• Task directions
Print verbatim every line starting at the one that contains "point per instance: train number" and ending at the final line of the records; include both endpoints.

········

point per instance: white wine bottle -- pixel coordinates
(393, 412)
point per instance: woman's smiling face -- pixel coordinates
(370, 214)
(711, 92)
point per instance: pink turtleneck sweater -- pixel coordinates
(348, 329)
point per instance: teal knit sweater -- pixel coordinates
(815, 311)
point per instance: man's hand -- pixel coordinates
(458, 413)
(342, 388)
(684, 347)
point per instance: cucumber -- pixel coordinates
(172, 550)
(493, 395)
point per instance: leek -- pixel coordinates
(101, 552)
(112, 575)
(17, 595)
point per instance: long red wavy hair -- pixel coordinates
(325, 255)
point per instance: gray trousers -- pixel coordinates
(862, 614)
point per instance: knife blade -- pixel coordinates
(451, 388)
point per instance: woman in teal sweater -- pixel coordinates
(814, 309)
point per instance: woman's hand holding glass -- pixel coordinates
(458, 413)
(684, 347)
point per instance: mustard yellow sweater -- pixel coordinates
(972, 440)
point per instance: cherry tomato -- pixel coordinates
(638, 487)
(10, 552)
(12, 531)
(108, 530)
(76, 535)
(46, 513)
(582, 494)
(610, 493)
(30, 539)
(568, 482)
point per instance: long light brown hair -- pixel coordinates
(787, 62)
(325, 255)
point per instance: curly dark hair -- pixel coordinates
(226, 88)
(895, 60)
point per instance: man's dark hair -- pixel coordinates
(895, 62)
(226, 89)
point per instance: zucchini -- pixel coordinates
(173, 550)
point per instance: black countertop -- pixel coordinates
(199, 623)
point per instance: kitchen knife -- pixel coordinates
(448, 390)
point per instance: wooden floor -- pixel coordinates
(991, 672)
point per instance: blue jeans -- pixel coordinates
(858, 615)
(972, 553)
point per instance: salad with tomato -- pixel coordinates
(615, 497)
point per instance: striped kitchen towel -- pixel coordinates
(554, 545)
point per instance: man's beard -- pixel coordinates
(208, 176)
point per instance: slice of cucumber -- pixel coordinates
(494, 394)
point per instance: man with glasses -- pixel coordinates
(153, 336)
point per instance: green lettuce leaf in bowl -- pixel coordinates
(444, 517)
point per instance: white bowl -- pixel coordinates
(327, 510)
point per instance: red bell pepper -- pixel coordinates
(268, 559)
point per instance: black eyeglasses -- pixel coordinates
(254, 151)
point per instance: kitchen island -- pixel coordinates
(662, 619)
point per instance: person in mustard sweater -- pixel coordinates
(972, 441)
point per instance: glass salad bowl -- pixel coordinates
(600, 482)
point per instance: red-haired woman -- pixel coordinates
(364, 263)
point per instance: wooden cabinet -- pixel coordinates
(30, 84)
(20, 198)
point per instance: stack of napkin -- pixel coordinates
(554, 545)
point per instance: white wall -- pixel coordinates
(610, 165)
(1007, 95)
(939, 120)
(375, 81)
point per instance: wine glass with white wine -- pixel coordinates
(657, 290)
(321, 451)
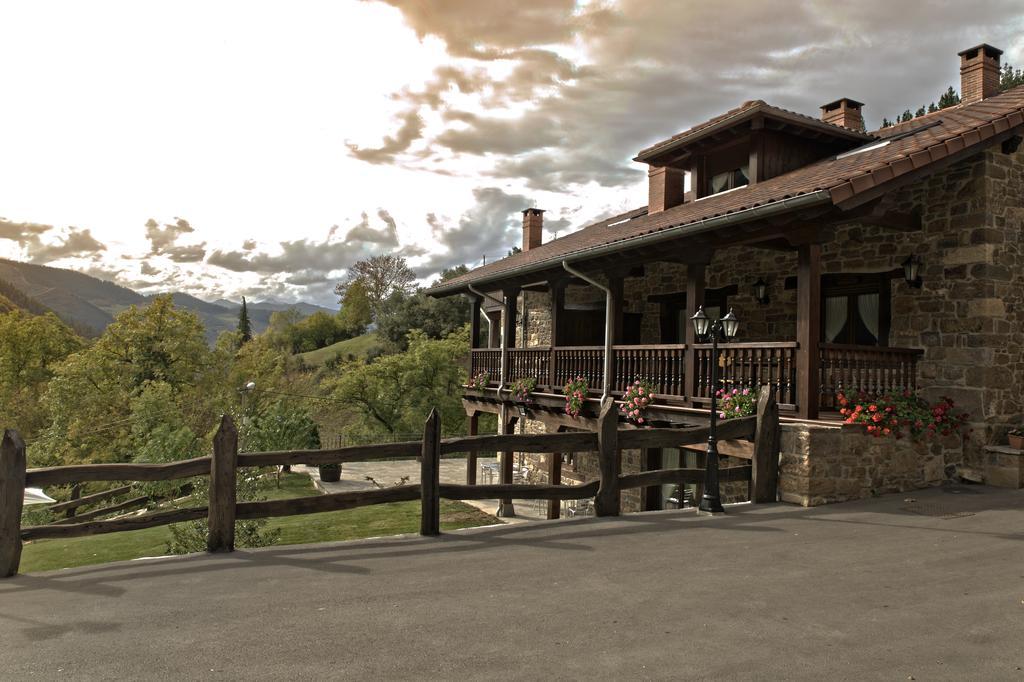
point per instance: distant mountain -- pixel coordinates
(89, 304)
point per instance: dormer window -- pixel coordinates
(736, 177)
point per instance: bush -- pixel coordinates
(896, 414)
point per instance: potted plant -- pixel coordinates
(480, 380)
(522, 387)
(635, 401)
(330, 473)
(576, 395)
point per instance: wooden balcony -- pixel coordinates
(842, 369)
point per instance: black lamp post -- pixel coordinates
(911, 270)
(711, 502)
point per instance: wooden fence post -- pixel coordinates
(430, 498)
(764, 472)
(11, 501)
(607, 501)
(474, 421)
(223, 471)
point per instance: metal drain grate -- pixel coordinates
(937, 510)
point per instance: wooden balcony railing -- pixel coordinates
(844, 368)
(750, 366)
(869, 369)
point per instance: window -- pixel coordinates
(731, 179)
(856, 311)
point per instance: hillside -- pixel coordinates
(89, 304)
(356, 348)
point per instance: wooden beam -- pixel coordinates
(474, 423)
(607, 501)
(12, 463)
(808, 329)
(694, 298)
(764, 479)
(554, 478)
(223, 469)
(430, 458)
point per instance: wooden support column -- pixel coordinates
(615, 285)
(12, 464)
(557, 289)
(223, 469)
(506, 425)
(808, 330)
(554, 478)
(430, 458)
(606, 503)
(508, 331)
(764, 470)
(694, 298)
(474, 421)
(495, 330)
(474, 322)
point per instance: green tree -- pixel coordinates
(89, 398)
(436, 317)
(245, 327)
(381, 276)
(1011, 78)
(355, 313)
(949, 98)
(31, 348)
(394, 393)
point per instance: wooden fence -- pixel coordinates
(223, 509)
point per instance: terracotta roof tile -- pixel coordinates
(946, 132)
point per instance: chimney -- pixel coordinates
(845, 113)
(979, 73)
(532, 228)
(666, 187)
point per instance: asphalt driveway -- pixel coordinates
(887, 589)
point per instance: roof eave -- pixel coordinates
(695, 227)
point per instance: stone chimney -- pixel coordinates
(979, 73)
(845, 113)
(532, 228)
(665, 187)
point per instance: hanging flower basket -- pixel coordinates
(522, 388)
(576, 396)
(636, 400)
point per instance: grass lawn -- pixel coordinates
(390, 519)
(358, 347)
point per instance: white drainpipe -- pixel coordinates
(504, 344)
(609, 326)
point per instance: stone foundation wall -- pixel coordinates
(823, 463)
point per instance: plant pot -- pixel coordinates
(330, 473)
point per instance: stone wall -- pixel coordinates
(827, 463)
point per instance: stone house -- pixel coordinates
(880, 261)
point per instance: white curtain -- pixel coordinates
(867, 306)
(836, 309)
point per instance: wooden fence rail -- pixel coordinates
(223, 508)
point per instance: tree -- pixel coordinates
(31, 348)
(437, 318)
(381, 276)
(88, 400)
(245, 327)
(949, 98)
(355, 313)
(394, 393)
(1011, 78)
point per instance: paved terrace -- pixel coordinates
(864, 590)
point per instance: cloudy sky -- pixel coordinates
(261, 148)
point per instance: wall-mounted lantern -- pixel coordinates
(761, 291)
(911, 270)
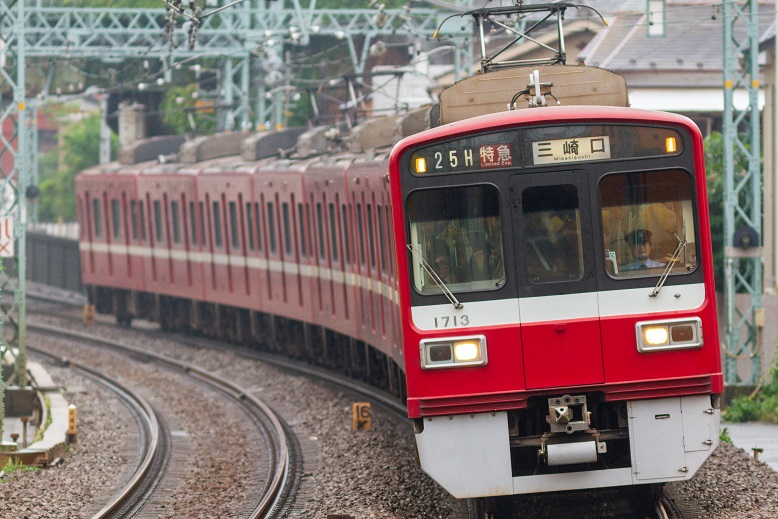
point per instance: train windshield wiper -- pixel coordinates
(673, 260)
(434, 275)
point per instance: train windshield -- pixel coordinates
(648, 224)
(457, 232)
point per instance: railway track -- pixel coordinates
(153, 449)
(278, 486)
(663, 508)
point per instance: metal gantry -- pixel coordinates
(233, 36)
(743, 194)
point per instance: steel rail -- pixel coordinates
(275, 485)
(150, 437)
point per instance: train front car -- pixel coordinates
(559, 316)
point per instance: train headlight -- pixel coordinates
(453, 353)
(671, 334)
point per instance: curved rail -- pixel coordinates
(150, 434)
(275, 485)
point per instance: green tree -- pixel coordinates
(714, 166)
(180, 110)
(80, 150)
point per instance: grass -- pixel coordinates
(15, 465)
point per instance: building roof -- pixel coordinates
(690, 53)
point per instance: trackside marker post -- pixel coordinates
(72, 423)
(360, 416)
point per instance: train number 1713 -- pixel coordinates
(451, 321)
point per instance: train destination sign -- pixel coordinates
(545, 146)
(578, 149)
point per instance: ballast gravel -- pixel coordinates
(365, 474)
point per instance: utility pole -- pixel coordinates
(743, 194)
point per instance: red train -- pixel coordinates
(538, 283)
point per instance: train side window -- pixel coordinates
(381, 237)
(648, 222)
(361, 234)
(258, 214)
(217, 225)
(370, 235)
(346, 235)
(301, 223)
(134, 219)
(391, 239)
(202, 225)
(142, 214)
(250, 223)
(271, 227)
(82, 234)
(158, 221)
(458, 232)
(287, 228)
(234, 227)
(333, 231)
(116, 219)
(193, 223)
(98, 217)
(320, 229)
(551, 218)
(175, 210)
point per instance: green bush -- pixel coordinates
(761, 407)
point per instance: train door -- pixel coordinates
(560, 329)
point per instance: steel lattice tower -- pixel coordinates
(231, 35)
(743, 192)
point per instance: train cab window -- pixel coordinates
(134, 219)
(456, 235)
(116, 219)
(158, 221)
(648, 223)
(234, 226)
(217, 225)
(193, 223)
(551, 217)
(98, 217)
(176, 214)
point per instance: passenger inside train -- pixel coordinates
(640, 240)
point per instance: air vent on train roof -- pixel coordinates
(149, 149)
(492, 92)
(374, 133)
(315, 141)
(268, 144)
(211, 147)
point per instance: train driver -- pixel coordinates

········

• Exercise response
point per instance: train number 1713 -- pixel coordinates
(451, 321)
point per instance: train destination sign -- pixel coordinates
(545, 146)
(578, 149)
point per instance: ballast gravel -- pixel coordinates
(365, 474)
point per instance: utility pole -- pixel coordinates
(743, 194)
point per instance: red train -- pixel coordinates
(538, 283)
point per instance: train side window -- pixel coordinates
(381, 237)
(648, 222)
(361, 234)
(258, 214)
(217, 225)
(370, 235)
(346, 235)
(301, 223)
(134, 219)
(391, 239)
(202, 225)
(142, 214)
(250, 223)
(271, 227)
(82, 234)
(158, 221)
(458, 232)
(287, 228)
(234, 227)
(333, 231)
(116, 219)
(193, 223)
(98, 217)
(320, 229)
(551, 218)
(175, 210)
point per instance: green bush -- pixel coordinates
(761, 407)
point per instance: train door -- pixel coordinates
(560, 329)
point per instance: steel lattice tower -- pixel coordinates
(231, 35)
(743, 192)
point per instance: train cab window -- pixel coordinates
(134, 219)
(456, 235)
(116, 219)
(158, 221)
(648, 223)
(234, 226)
(217, 225)
(193, 223)
(551, 217)
(98, 217)
(176, 214)
point per instance: passenger inside train -- pixel coordinates
(640, 240)
point per instance: air vent on train roof -- pixel coordinates
(149, 149)
(492, 92)
(374, 133)
(315, 141)
(268, 144)
(211, 147)
point per instance: train driver -- pixel coordinates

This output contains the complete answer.